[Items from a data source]
--- START ---
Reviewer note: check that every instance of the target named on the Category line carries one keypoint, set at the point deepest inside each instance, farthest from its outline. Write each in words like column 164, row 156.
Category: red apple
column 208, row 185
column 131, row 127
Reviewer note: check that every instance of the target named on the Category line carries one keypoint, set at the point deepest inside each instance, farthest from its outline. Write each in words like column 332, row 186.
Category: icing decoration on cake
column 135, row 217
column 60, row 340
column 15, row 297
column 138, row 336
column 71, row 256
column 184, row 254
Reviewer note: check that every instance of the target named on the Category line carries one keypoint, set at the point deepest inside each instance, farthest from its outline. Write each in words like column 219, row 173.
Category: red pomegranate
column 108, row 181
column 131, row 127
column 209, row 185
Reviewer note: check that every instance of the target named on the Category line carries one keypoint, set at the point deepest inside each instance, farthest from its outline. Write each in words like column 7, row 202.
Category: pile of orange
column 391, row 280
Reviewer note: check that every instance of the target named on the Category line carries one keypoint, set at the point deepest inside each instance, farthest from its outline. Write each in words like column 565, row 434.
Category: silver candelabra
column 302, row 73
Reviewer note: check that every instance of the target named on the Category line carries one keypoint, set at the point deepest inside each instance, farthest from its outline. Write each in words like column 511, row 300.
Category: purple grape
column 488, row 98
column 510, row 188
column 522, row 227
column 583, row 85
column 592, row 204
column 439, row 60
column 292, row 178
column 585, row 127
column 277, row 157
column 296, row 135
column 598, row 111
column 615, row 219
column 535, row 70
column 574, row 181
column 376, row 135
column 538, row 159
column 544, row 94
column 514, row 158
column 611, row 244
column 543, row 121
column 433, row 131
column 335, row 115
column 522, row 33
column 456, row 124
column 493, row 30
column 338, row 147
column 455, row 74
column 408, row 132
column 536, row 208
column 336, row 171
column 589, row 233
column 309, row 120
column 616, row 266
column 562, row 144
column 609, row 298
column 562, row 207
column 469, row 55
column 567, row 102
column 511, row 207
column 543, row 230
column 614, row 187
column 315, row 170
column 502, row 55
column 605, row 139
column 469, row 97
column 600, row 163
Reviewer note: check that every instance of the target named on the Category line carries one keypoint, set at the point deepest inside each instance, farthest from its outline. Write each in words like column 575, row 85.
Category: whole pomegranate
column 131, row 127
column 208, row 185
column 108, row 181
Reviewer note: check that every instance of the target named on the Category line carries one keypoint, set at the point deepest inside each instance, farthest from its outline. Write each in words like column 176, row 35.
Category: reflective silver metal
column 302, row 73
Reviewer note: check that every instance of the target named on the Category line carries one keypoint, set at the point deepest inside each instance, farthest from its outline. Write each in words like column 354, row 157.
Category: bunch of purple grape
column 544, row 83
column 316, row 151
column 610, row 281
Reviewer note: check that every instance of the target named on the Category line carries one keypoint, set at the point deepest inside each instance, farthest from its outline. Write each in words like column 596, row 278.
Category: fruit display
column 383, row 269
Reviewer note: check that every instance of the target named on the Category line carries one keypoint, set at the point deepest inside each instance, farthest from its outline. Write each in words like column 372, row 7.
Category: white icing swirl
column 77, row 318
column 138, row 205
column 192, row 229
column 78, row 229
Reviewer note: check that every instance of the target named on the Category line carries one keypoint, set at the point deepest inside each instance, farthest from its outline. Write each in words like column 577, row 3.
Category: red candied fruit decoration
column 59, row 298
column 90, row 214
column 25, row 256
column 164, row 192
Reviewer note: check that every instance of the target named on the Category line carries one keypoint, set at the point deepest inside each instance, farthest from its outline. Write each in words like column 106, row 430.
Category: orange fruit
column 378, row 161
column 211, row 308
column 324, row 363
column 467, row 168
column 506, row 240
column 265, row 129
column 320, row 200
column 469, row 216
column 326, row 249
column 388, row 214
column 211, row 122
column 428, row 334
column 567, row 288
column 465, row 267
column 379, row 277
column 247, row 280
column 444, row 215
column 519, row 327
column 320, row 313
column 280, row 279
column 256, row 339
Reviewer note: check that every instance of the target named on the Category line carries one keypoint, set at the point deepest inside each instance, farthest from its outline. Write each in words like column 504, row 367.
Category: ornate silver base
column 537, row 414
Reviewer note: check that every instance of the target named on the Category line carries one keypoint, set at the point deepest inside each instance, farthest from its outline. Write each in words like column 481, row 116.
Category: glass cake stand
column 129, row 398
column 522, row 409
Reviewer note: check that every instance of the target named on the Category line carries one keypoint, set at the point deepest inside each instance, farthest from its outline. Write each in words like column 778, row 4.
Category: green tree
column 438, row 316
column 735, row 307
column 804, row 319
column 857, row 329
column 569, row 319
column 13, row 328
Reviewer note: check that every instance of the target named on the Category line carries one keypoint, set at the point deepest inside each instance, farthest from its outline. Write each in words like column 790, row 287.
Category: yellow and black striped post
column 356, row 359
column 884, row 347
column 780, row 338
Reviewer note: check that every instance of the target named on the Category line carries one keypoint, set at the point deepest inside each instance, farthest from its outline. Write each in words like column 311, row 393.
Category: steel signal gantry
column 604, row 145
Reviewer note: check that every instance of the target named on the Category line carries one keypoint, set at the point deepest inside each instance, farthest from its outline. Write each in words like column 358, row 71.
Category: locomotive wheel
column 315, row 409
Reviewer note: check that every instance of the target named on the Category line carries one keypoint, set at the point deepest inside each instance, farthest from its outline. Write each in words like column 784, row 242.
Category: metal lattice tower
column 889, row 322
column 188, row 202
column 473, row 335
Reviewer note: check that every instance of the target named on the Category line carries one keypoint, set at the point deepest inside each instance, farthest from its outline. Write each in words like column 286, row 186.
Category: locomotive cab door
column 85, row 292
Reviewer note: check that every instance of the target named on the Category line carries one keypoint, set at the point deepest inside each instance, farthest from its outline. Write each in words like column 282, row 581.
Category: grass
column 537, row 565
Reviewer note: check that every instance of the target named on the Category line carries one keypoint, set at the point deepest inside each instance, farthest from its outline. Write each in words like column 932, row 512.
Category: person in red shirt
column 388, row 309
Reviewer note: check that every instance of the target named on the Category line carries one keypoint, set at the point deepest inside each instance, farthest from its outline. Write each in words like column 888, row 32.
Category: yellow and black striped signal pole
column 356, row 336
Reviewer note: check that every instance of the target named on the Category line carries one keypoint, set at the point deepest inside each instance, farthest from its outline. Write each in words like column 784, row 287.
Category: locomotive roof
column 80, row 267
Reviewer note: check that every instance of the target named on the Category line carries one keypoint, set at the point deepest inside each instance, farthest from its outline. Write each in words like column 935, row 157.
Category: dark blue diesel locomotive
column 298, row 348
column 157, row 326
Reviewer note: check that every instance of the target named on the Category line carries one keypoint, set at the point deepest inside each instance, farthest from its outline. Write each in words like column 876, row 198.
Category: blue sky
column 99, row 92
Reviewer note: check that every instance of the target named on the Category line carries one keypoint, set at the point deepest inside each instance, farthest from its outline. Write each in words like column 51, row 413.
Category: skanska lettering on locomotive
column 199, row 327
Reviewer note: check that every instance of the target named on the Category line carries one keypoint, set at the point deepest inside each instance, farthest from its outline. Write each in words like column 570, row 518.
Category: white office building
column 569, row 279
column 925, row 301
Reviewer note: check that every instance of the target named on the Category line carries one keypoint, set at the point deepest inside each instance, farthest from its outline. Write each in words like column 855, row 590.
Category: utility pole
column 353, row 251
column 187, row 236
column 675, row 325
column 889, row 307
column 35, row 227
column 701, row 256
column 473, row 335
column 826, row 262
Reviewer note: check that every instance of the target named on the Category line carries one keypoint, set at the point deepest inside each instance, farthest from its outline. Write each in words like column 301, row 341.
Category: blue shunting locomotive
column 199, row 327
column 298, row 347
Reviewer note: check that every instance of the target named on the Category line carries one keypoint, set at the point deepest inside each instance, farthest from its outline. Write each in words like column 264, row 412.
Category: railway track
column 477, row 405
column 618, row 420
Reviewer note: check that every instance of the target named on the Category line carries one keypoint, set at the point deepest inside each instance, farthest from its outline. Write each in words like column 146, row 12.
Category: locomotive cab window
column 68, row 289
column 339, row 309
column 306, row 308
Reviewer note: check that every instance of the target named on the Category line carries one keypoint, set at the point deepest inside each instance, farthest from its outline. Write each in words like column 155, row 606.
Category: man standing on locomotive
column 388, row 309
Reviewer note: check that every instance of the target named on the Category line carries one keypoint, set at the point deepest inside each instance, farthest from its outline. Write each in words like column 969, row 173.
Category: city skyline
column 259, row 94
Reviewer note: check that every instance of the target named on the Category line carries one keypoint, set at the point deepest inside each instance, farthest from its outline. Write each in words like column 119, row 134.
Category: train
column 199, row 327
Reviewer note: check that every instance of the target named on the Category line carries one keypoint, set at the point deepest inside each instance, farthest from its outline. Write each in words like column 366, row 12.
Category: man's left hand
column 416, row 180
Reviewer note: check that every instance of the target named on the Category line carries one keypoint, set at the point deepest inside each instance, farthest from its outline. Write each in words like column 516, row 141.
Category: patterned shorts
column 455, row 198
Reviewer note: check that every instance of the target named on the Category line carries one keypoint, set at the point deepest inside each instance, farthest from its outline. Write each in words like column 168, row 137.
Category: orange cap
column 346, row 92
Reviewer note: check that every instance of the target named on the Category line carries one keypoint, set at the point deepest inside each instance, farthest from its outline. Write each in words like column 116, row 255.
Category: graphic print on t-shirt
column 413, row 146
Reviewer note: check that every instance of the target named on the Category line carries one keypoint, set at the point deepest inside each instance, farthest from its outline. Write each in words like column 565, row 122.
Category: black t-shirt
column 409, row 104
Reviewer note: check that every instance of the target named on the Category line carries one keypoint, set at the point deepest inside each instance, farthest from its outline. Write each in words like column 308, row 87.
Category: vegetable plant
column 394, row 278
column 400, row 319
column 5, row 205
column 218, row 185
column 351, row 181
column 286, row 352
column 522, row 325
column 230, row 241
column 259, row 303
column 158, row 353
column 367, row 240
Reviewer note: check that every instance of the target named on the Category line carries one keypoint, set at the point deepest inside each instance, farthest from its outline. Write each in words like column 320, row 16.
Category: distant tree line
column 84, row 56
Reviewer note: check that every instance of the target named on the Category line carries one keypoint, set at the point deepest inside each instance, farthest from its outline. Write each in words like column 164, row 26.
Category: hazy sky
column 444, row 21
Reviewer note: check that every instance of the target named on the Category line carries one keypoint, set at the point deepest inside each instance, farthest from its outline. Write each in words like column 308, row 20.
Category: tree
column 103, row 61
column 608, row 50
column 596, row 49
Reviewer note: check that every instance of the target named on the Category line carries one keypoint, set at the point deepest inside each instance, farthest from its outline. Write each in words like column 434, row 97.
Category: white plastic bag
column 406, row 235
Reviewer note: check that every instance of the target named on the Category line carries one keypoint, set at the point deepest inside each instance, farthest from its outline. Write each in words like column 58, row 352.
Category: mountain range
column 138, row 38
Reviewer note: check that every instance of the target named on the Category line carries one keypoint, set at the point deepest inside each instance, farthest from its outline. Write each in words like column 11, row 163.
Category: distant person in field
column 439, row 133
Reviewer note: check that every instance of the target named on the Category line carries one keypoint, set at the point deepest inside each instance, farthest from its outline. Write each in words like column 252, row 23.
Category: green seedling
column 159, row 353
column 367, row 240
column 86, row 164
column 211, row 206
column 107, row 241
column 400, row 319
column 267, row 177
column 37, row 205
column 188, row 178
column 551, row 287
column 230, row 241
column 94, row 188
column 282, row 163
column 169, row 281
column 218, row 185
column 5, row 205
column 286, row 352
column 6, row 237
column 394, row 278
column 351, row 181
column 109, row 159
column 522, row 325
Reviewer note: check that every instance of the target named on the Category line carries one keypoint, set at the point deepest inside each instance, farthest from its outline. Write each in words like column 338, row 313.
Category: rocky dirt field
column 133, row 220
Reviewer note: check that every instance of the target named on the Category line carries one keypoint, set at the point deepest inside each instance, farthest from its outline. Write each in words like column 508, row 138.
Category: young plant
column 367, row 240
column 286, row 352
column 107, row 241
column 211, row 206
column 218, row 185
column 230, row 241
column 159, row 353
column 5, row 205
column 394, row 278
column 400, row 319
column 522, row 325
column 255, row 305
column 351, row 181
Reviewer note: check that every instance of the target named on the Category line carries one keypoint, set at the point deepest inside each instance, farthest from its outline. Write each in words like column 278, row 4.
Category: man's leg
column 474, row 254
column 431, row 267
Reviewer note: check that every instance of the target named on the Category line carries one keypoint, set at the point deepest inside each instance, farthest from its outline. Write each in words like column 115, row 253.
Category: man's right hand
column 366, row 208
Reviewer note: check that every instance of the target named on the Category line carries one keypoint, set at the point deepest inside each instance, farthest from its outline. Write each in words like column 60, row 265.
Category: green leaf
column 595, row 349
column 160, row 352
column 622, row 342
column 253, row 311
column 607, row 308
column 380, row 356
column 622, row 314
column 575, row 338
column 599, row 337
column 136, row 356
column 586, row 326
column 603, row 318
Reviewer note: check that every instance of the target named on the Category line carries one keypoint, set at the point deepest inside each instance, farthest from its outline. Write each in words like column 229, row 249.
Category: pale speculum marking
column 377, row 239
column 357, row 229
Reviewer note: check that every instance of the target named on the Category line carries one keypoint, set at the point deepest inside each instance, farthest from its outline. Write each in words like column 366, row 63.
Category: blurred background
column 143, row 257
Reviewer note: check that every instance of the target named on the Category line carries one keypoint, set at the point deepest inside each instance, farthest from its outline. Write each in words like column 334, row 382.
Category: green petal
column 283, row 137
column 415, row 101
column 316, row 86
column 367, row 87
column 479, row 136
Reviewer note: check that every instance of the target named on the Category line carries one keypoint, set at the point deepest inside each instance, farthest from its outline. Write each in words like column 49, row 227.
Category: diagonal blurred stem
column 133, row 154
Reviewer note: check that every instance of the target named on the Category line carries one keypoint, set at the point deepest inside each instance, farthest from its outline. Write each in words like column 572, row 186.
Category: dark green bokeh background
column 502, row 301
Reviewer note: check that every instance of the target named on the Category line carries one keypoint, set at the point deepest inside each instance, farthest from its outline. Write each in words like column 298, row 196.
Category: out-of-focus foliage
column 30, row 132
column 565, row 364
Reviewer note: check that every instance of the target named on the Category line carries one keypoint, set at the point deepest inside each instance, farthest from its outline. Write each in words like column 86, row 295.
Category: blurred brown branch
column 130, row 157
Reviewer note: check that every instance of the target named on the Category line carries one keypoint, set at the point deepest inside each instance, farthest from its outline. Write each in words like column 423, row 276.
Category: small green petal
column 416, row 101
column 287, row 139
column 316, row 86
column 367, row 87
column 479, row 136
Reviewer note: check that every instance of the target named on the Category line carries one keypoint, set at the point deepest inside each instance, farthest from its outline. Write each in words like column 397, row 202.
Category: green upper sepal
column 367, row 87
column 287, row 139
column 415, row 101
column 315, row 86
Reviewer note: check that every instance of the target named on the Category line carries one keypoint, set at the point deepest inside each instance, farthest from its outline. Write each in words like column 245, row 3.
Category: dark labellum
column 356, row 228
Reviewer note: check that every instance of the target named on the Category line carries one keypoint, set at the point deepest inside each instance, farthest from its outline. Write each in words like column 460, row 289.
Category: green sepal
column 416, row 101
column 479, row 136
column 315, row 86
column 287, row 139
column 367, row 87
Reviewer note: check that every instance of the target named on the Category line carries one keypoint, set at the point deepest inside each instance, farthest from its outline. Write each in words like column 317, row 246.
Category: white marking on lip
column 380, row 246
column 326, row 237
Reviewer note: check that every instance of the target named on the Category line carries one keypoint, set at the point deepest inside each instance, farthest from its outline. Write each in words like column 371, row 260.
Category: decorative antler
--- END ---
* DESCRIPTION OF THE TASK
Look above for the line with "570, row 518." and the line with "855, row 590.". Retype those two lines and every line between them exactly, adding nothing.

* TASK RESULT
Reviewer note: check that every instance of the target named on the Category line carries one keypoint, set at the point deepest inside each instance, farthest from its outline. Write each in words like column 570, row 518.
Category: white office building
column 569, row 279
column 925, row 301
Reviewer note: check that every instance of the target named on the Category line carries one keypoint, set at the point deepest inside each instance, farthest from its outline. Write each in words like column 855, row 590.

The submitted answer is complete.